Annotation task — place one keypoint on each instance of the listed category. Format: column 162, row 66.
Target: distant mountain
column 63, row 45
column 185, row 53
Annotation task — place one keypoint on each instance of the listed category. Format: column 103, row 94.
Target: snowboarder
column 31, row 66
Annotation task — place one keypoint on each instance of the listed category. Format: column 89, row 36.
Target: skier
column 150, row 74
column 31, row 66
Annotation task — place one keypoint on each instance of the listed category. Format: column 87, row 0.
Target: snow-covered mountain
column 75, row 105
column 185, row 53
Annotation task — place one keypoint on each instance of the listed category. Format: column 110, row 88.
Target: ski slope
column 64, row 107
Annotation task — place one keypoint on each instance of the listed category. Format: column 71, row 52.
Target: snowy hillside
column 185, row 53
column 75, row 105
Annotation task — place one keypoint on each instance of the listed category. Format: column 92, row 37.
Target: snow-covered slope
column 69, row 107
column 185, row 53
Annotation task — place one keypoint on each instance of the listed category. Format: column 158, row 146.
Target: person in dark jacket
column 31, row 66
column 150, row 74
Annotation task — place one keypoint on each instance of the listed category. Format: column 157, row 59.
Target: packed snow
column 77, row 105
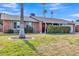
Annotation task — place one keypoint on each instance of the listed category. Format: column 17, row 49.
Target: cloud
column 12, row 13
column 57, row 6
column 75, row 15
column 9, row 8
column 10, row 5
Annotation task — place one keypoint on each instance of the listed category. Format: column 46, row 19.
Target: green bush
column 58, row 29
column 28, row 30
column 10, row 31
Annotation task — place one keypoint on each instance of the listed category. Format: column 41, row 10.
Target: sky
column 67, row 11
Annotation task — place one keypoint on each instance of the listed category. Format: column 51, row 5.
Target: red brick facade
column 37, row 26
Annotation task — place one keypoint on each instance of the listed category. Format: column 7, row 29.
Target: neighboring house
column 38, row 23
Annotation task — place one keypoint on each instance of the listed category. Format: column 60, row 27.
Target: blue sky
column 67, row 11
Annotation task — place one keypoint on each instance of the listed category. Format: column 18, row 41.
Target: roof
column 34, row 19
column 15, row 17
column 52, row 20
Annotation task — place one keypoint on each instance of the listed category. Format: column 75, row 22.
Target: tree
column 44, row 14
column 51, row 14
column 21, row 32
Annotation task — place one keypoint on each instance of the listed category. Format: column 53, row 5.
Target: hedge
column 58, row 29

◇ ◇ ◇ ◇

Exercise requirements
Write out all of the material above word for word, leaving out the pictures.

Right answer
Annotation task — place one keypoint on each instance of the listed category. Format: column 162, row 66.
Target: distant mountain
column 63, row 45
column 185, row 53
Annotation task — place one keypoint on each instance of the listed category. Format: column 103, row 94.
Target: snowboarder
column 31, row 66
Annotation task — place one keypoint on each instance of the listed category. Format: column 89, row 36.
Target: skier
column 150, row 74
column 31, row 66
Annotation task — place one keypoint on each instance of the listed category. Format: column 87, row 0.
Target: snow-covered mountain
column 75, row 105
column 185, row 53
Annotation task — place one keypoint on each instance of the listed category. Format: column 110, row 88.
Target: ski slope
column 64, row 107
Annotation task — place one keypoint on each instance of the listed category. Format: column 71, row 52.
Target: snowy hillside
column 185, row 53
column 75, row 105
Annotation task — place one keypoint on each instance of the listed category. Format: column 92, row 37.
Target: snow-covered slope
column 69, row 107
column 185, row 53
Annotation task — place one keypoint on each instance of the listed category. Format: column 158, row 146.
Target: person in dark jacket
column 31, row 66
column 150, row 74
Annotation task — place one keypoint on each instance of the listed category. Format: column 157, row 59.
Target: packed snow
column 77, row 105
Annotation task — place one keypoint on each instance of the listed category. Format: column 17, row 49.
Target: cloud
column 12, row 13
column 57, row 6
column 75, row 15
column 9, row 8
column 10, row 5
Annotation task — place one keypoint on each instance of the listed category. Format: column 46, row 19.
Target: green bush
column 58, row 29
column 28, row 30
column 10, row 31
Annotation task — place one keypoint on each instance of the listed category. Format: column 41, row 10.
Target: sky
column 67, row 11
Annotation task — place one keypoint on each instance of the listed category. Format: column 51, row 5.
Target: red brick facade
column 37, row 26
Annotation task — place one keypoint on each instance of the listed category. Format: column 7, row 29.
Target: neighboring house
column 38, row 23
Annotation task — place one keypoint on each instance of the listed category. Format: column 60, row 27.
Target: blue sky
column 67, row 11
Annotation task — place one keypoint on each instance of the listed category. Format: column 18, row 41.
Target: roof
column 34, row 19
column 15, row 17
column 52, row 20
Annotation task — place one keypoint on each instance of the listed category. Format: column 75, row 22.
Target: tree
column 44, row 14
column 51, row 14
column 21, row 32
Annotation task — place one keypoint on each instance of the listed category. Format: column 53, row 5.
Target: hedge
column 58, row 29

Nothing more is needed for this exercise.